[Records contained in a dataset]
======

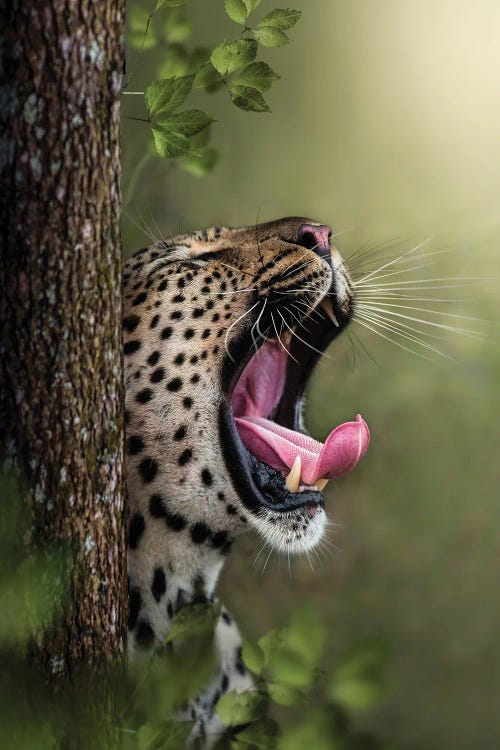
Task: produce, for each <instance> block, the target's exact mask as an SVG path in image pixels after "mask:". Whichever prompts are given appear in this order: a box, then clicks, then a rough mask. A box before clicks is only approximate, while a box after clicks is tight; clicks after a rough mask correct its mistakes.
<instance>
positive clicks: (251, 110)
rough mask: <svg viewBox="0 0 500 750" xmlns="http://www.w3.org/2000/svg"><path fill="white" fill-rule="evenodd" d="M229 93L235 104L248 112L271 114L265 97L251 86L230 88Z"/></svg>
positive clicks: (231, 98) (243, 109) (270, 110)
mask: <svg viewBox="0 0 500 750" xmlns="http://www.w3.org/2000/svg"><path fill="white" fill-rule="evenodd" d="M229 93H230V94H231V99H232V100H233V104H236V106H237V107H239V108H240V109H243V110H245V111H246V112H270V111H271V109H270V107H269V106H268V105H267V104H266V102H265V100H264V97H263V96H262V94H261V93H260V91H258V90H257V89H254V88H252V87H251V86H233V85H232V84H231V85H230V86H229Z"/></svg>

======

Retype all records exactly as shown above, images excluded.

Task: produce, for each <instance> block, the target's exact mask as an SVG path in image pixels after "mask:". Whichever prompts are given appear in this order: a box, then clicks, then a rough mask. A box before clicks is only approximate, while a box after clicks is tight; clicks after a rough mask correct its mistakes.
<instance>
positive clicks: (251, 110)
rough mask: <svg viewBox="0 0 500 750" xmlns="http://www.w3.org/2000/svg"><path fill="white" fill-rule="evenodd" d="M229 93L235 104L248 112L271 114L265 97L251 86L230 88Z"/></svg>
positive clicks: (231, 98) (243, 109) (270, 110)
mask: <svg viewBox="0 0 500 750" xmlns="http://www.w3.org/2000/svg"><path fill="white" fill-rule="evenodd" d="M229 93H230V94H231V99H232V100H233V104H236V106H237V107H239V108H240V109H243V110H245V111H246V112H270V111H271V109H270V107H269V106H268V105H267V104H266V102H265V100H264V97H263V96H262V94H261V93H260V91H258V90H257V89H254V88H252V87H251V86H233V85H232V84H231V85H230V86H229Z"/></svg>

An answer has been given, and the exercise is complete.